# Moody/Sulky Husband



## Charmed73 (Aug 20, 2013)

Hi, 

I am new here and not sure if I am posting in the right area. 

Not sure what to write but a brief history, we have been married 4 years this coming Thursday not sure where the time has gone but it has gone fast. It has had its ups and downs due to issues with my family around the wedding but that's settled down and we deal with it and have found a solution to deal with it.

We are both overweight, and lost a considerable amount for our wedding this to be fair was done using the Cambridge diet and not the best method as we have both increased are weight to higher amount than we where when we started. I started slimming classes in 2012 early doors, and lost 3 stone. Made up, in this time I have tried to encourage my husband to join me yes it is a female class. But I said come and get weighed in at the end and pick me up you don't have to sit in class with me etc. 

2 weeks ago he finally agreed to come to class, I was made up he registered last Monday and had a fantastic week we both did. So much easier than me on my own, he has tried at home but come to a standstill and now we are both getting weighed neither want the temptation. 

Anyway this current sulk is over last night weigh in at class, unfortunately we have a consultant who go's on when not required she also had her manager in last night so was being over talkative. I advised my husband what time to arrive etc thinking great class will be over no he sat in the car park for 1/2 hour then when it was over would not go in. Even the consultant came out to speak to him nope that's it never ever going again. The building is not great for signal, I managed to send one to him telling him my weight loss but then lost service and then it came back he dosent believe me which is part the problem to

From that point on he went in to massive mood/sulk all my fault anything I organise etc goes wrong.... He would not eat his tea as he would not eat what we had, so he went to bed at 8 0 Clock. I know its immature and I was so shocked he is 44 in a month. So I thought fine no problem I will watch tele wash up etc. I offered him a brew nope nothing. At which point I thought right going out now can not deal with this so I walked to the shop, I did get him a sandwich just thinking well its somert if not for last night for today. When I got back he was making cheese on toast and he started again, if you want anything doing in this house do it yourself now cook your own meals if you want slimming ones fine I will find somert for myself. I could not believe it, he can still carry on loosing at home, he has to he to, he is a big man at 26 stone, but wide due years of rugby and body building so will never be slim and slender but lighter would be better.

*Listed records:*
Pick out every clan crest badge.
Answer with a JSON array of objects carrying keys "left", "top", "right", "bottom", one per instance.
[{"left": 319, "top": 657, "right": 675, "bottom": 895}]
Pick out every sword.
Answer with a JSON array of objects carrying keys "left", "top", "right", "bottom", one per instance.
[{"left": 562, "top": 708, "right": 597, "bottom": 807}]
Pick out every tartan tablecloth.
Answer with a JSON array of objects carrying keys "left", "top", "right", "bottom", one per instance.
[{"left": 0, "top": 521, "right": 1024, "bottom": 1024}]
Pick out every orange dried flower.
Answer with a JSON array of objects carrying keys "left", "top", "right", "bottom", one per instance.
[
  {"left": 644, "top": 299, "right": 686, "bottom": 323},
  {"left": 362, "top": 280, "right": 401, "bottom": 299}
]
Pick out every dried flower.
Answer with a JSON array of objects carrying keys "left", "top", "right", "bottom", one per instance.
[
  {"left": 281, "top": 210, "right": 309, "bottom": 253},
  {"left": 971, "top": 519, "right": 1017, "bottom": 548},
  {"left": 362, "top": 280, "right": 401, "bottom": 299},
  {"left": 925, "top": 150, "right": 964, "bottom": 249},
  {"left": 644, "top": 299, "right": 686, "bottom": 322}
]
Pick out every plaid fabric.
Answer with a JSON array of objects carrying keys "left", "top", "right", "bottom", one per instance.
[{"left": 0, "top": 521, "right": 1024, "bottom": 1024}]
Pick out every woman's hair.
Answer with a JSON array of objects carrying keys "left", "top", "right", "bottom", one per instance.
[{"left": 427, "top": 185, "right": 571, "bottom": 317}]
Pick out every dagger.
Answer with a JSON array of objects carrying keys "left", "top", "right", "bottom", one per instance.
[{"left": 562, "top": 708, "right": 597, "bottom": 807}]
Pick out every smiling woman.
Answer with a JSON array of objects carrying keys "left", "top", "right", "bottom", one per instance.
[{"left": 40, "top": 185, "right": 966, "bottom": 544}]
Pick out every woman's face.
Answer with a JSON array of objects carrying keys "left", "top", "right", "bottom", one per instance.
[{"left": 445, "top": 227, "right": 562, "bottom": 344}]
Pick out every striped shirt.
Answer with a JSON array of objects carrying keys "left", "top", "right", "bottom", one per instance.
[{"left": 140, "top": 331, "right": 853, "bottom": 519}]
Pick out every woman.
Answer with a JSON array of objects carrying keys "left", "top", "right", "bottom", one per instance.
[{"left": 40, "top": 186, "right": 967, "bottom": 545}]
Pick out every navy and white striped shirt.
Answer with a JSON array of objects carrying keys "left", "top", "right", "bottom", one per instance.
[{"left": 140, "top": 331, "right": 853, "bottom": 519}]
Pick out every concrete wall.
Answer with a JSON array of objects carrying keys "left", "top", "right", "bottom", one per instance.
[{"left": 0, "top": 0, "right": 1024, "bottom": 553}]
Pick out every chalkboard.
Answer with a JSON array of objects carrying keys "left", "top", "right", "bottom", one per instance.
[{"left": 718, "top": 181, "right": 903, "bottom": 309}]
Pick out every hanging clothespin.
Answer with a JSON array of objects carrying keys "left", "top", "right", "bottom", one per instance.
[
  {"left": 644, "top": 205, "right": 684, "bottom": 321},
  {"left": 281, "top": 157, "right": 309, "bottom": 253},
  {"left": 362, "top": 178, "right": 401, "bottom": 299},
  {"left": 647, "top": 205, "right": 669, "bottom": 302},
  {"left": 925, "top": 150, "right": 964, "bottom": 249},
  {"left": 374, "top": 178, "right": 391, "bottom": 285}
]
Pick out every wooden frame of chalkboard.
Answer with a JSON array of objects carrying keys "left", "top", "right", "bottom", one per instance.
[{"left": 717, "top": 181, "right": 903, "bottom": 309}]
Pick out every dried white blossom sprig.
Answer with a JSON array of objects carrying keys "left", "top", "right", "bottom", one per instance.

*The tasks:*
**1)** According to the forum post about the sulking husband, how much weight did the poster lose after starting slimming classes?
**2)** Copy the passage of the forum post about the sulking husband starting with "I am new here" and going on through "with me etc.".
**3)** Proceed with the forum post about the sulking husband, continuing from its last sentence.

*Responses in order:*
**1)** 3 stone

**2)**
I am new here and not sure if I am posting in the right area. 

Not sure what to write but a brief history, we have been married 4 years this coming Thursday not sure where the time has gone but it has gone fast. It has had its ups and downs due to issues with my family around the wedding but that's settled down and we deal with it and have found a solution to deal with it.

We are both overweight, and lost a considerable amount for our wedding this to be fair was done using the Cambridge diet and not the best method as we have both increased are weight to higher amount than we where when we started. I started slimming classes in 2012 early doors, and lost 3 stone. Made up, in this time I have tried to encourage my husband to join me yes it is a female class. But I said come and get weighed in at the end and pick me up you don't have to sit in class with me etc.

**3)**
So I said what are you doing for work dinners etc give me money sort myself out right fine, there is fruit the lot I will use what we have Ok fine. Then he took everything to bed including the sandwich and eat it, when I went up it was subdued I made him speak to me as best I could simple things nothing. I did him hear him ratling around and think he took bits for breakfast as I had not done it for him 

This morning no kiss or goodbye when he went to work, I tried ringing him and he ended my call and did not pick up. I know though sometimes this is due to him been with someone etc as he works on building sites etc as a manager

We talk daily on instant message on our computer chatty silly things today nothing I have sent a hello and nothing back 

So getting a little concerned now what he going to be like when home, I cant go out where I would go normally as every one is away my mum, my friend etc due to the time of year.

I just hate it when he is like this is frustrating and annoying cause I feel like its all my fault when its not 

We our out for meal with his parents Saturday for a meal for our anniversary and in 2 weeks we are away. I know he will be fine in front of them and will be whenever he decides. But its getting more frequent, twice in july, one over money, which ended up with him not going to get his hair cut. Luckily its my best friend who cuts our hair so I went and got out the house, the next day it was can you still cut hair no not anymore as I have no scissors. Spoke to my friend and she do tonight which she did. Then we went on Holiday to London for my 40th, I decided on the way back I wanted a brew for the train back to Maidstone. The train was departing as we got to the platform all my fault that I wanted a brew, not that he went to the toilet! But I did not have the heart to mention that to him, so his brew was thrown, waste of money next thing train there I nearly left him there, for all of 5 seconds but thought nah best bring him back he has no phone or money but would have been funny. He was fine quicker that day, again subdued but Ok. 

This one though proper acting his shoe size....

How is the best to deal with it, getting fed up


----------



## Carlchurchill (Jan 23, 2013)

wowzers is english your first language? 

Anyway, although not ideal the best way to get your man off the couch and into the gym is to cheat on him!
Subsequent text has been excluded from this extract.